● **AIM OF THE EXERCISE**: The records are to be restated in their entirety, word for word.

>> Start RECORDS FOR THE TASK

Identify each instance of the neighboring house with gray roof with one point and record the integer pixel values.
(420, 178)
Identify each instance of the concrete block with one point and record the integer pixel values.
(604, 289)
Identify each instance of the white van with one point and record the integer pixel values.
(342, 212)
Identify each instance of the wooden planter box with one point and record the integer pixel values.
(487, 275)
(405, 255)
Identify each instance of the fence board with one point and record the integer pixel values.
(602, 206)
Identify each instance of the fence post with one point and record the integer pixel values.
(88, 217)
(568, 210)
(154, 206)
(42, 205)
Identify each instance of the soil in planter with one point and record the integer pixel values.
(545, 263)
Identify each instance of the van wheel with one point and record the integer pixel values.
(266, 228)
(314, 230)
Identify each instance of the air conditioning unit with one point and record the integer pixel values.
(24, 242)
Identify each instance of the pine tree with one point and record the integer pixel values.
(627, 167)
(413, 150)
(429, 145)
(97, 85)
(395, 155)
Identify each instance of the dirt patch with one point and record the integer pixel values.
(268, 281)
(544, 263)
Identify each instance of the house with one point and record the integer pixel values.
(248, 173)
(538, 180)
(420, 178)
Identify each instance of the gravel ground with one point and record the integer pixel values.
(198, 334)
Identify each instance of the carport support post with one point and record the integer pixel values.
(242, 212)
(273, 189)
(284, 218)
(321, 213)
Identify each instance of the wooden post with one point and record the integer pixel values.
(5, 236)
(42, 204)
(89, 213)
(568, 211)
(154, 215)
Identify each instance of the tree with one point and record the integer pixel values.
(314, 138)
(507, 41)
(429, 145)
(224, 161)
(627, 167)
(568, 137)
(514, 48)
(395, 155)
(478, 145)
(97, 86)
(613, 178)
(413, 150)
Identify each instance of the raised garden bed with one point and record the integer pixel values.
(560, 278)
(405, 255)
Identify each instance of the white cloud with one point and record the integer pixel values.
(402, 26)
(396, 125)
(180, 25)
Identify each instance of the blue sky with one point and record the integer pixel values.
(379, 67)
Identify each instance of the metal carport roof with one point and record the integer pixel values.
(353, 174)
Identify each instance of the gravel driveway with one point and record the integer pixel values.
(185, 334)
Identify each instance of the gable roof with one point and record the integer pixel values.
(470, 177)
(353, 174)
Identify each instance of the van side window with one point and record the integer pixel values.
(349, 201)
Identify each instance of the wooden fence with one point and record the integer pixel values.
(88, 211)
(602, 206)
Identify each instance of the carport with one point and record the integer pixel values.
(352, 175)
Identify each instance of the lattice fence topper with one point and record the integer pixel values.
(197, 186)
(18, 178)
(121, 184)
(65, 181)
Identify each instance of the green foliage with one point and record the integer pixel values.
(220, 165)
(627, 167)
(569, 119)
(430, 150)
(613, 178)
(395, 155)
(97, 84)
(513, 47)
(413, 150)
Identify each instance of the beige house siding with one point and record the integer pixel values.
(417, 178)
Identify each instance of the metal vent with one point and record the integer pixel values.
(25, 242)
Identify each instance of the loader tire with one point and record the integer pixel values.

>> End RECORDS FOR THE TASK

● **OUTPUT BELOW**:
Identify each instance of the neighboring house with gray roof with one point and record the integer pixel values.
(420, 178)
Identify each instance of the concrete block with one point and record the integer pixel values.
(604, 289)
Identify each instance of the white van with one point and record the integer pixel values.
(342, 212)
Identify each instance of the wooden planter box with one point and record the integer pixel values.
(487, 275)
(405, 255)
Identify each instance of the fence board with one point and record the integer pixel values.
(602, 206)
Identify each instance of the fence post with one point and record the integer pixel values.
(88, 217)
(568, 210)
(154, 206)
(42, 205)
Identify each instance of the soil in planter with one point and record the integer pixel values.
(545, 263)
Identify each instance of the van wheel with one point and record the integer pixel values.
(266, 228)
(314, 230)
Identify each instance of the air conditioning unit with one point and record the integer pixel values.
(24, 242)
Identify each instance of the pine tree with one point and record the integer pixel values.
(627, 167)
(413, 150)
(429, 145)
(97, 85)
(395, 155)
Identify each instance of the dirt patch with one point and record the integer pixel values.
(268, 281)
(544, 263)
Identify each instance of the house with one point and record the integer pixel values.
(248, 173)
(538, 180)
(420, 178)
Identify each instance of the gravel ground with one point and record the integer pixel values.
(198, 334)
Identify each instance of the carport support post with one point and record the integer pixel values.
(242, 212)
(273, 189)
(284, 218)
(321, 213)
Identify each instance of the wooden post with one point and record the integer pixel values.
(5, 236)
(42, 204)
(89, 213)
(568, 211)
(154, 215)
Identify each instance of the tree with one point and record the integer pixel values.
(314, 138)
(507, 41)
(429, 145)
(224, 161)
(627, 167)
(568, 137)
(514, 48)
(395, 155)
(478, 145)
(97, 86)
(613, 178)
(413, 150)
Identify each instance of the raised garden bed with one point and record the integer pixel values.
(560, 278)
(405, 255)
Identify each instance of the white cloud with one point and record the integer pixel values.
(402, 26)
(396, 125)
(180, 25)
Identify each instance of the blue sky with one point and record the integer pixel values.
(379, 67)
Identify each instance of the metal carport roof with one point and record the integer pixel values.
(353, 174)
Identify each instance of the gravel driveway with one point and record the integer pixel values.
(185, 334)
Identify each instance of the gable roof with one point and record the integer pixel values.
(470, 177)
(353, 174)
Identify each instance of the van side window with one point and record the integer pixel values.
(349, 201)
Identify each instance of the wooden fence with one point and record the integer pixel values.
(88, 211)
(602, 206)
Identify each instance of the carport with one point and record the integer pixel values.
(352, 175)
Identify each instance of the lattice fence topper with one point and record the integer pixel values.
(197, 186)
(18, 178)
(121, 184)
(65, 181)
Identify each instance of the green foliage with one point and record the integer pixel values.
(220, 165)
(627, 167)
(569, 119)
(430, 150)
(613, 178)
(395, 155)
(97, 84)
(513, 47)
(413, 150)
Identify each instance of the beige house siding with one point and record the integer pixel values.
(417, 178)
Identify each instance of the metal vent with one point and record the integer pixel values.
(25, 242)
Identify each instance of the loader tire with one point and record the integer pixel values.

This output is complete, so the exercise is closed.